WORK REQUIRED: Reproduce the pointer arithmetic excerpt between "Any object can" and "of the value.", inclusive.

#### EXCERPT

Subtraction and relational operators (on type char*) between addresses of member of the same struct are well defined.
Any object can be treated as an array of unsigned char.
Quoting N1570 6.2.6.1 paragraph 4:
Values stored in non-bit-field objects of any other object type
consist of n × CHAR_BIT bits, where n is the size of an object of that
type, in bytes. The value may be copied into an object of type
unsigned char [ n ] (e.g., by memcpy); the resulting set of bytes is
called the object representation of the value.
...
My only suspicion are segmented memory architectures where the members
might end up in different segments. Is that the case?
No. For a system with a segmented memory architecture, normally the compiler will impose a restriction that each object must fit into a single segment. Or it can permit objects that occupy multiple segments, but it still has to ensure that pointer arithmetic and comparisons work correctly.
Pointer arithmetic requires that the two pointers being added or subtracted to be part of the same object because it doesn't make sense otherwise.
The quoted section of standard specifically refers to two unrelated objects such as int a[b]; and int b[5]. The pointer arithmetic requires to know the type of the object that the pointers pointing to (I am sure you are aware of this already).
i.e.
int a[5];
int *p = &a[1]+1;
Here p is calculated by knowing the that the &a[1] refers to an int object and hence incremented to 4 bytes (assuming sizeof(int) is 4).
Coming to the struct example, I don't think it can possibly be defined in a way to make pointer arithmetic between struct members legal.

########
#### STORED RECORDS

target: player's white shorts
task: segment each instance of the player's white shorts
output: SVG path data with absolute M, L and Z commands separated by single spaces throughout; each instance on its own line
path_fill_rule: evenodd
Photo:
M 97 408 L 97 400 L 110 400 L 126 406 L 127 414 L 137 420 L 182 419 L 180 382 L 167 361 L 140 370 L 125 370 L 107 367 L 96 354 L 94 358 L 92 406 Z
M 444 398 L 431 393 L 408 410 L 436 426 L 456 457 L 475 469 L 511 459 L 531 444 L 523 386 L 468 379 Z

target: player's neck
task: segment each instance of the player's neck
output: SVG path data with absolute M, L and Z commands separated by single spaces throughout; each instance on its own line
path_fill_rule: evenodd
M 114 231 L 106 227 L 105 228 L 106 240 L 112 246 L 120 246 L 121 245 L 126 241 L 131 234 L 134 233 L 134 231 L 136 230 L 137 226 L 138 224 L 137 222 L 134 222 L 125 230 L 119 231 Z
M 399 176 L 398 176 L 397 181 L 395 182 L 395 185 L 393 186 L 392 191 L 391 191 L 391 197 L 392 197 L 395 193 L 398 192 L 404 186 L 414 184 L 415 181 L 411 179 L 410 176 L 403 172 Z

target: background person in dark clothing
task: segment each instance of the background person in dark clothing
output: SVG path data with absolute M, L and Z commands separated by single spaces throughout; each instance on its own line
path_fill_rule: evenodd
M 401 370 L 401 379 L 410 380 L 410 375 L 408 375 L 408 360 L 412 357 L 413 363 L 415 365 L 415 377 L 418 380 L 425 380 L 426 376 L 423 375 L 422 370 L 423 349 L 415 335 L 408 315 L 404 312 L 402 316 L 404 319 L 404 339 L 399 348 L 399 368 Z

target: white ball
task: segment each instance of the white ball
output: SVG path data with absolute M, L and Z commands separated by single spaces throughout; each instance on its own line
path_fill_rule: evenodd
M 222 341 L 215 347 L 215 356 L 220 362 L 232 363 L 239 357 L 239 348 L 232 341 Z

########

PROBLEM SOLUTION:
Any object can be treated as an array of unsigned char.
Quoting N1570 6.2.6.1 paragraph 4:
Values stored in non-bit-field objects of any other object type
consist of n × CHAR_BIT bits, where n is the size of an object of that
type, in bytes. The value may be copied into an object of type
unsigned char [ n ] (e.g., by memcpy); the resulting set of bytes is
called the object representation of the value.